<<<<

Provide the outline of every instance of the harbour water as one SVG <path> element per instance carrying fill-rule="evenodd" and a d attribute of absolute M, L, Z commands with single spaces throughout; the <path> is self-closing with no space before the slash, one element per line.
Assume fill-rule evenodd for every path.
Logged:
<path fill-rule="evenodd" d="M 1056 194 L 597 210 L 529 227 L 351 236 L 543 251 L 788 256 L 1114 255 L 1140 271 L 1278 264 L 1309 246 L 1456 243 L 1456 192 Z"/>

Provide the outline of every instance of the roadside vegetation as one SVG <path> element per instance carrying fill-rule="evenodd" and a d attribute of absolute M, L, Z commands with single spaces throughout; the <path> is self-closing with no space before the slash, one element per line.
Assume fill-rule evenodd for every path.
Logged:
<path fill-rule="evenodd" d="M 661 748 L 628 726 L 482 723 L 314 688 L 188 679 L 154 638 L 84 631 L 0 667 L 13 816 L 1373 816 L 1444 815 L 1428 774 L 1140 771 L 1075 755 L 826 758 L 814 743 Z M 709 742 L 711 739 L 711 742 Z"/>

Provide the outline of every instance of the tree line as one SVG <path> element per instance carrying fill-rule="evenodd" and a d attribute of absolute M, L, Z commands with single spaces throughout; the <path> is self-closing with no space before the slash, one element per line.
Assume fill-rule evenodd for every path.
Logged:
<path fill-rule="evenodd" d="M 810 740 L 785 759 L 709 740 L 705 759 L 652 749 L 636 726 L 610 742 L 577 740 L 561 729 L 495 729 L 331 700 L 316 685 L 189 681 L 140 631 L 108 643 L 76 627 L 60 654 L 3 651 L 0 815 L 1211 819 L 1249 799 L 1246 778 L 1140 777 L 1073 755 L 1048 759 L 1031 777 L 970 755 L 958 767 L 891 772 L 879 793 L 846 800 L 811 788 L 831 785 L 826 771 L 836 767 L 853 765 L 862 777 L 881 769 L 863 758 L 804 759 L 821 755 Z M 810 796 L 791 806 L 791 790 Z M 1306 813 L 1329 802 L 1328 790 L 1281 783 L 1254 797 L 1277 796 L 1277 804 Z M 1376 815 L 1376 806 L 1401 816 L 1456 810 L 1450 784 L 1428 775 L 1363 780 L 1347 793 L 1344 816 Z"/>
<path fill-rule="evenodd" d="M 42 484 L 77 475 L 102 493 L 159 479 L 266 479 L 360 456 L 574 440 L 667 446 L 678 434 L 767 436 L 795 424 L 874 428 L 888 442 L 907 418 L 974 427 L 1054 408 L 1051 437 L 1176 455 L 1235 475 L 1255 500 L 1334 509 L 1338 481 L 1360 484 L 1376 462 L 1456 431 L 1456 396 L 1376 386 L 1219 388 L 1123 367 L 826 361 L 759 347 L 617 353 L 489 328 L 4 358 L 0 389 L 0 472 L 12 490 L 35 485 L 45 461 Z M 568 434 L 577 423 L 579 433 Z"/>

>>>>

THE EXERCISE:
Format the records as a numbered list with blank lines left out, starting at the first line and stopping after the line that contains "661 748 L 628".

TASK SOLUTION:
1. Provide the outline of every instance of the harbour water as one SVG <path> element per instance carrying fill-rule="evenodd" and a d attribute of absolute M, L, Z commands with single spaces throughout; the <path> is self-closing with no space before the slash, one element per line.
2. Assume fill-rule evenodd for every path.
3. Logged:
4. <path fill-rule="evenodd" d="M 1056 194 L 597 210 L 529 227 L 351 236 L 543 251 L 788 256 L 1114 255 L 1140 271 L 1278 264 L 1309 246 L 1456 243 L 1456 192 Z"/>
5. Provide the outline of every instance of the roadside vegetation as one SVG <path> element per instance carrying fill-rule="evenodd" and a d attribute of absolute M, L, Z commands with single spaces throughout; the <path> is self-closing with no space before the slash, one element per line.
6. Assume fill-rule evenodd for every path.
7. Logged:
8. <path fill-rule="evenodd" d="M 661 748 L 628 726 L 482 723 L 314 688 L 188 679 L 154 638 L 84 631 L 0 667 L 13 816 L 1373 816 L 1444 815 L 1428 774 L 1140 771 L 1075 755 L 826 758 L 814 743 Z M 709 742 L 711 739 L 711 742 Z"/>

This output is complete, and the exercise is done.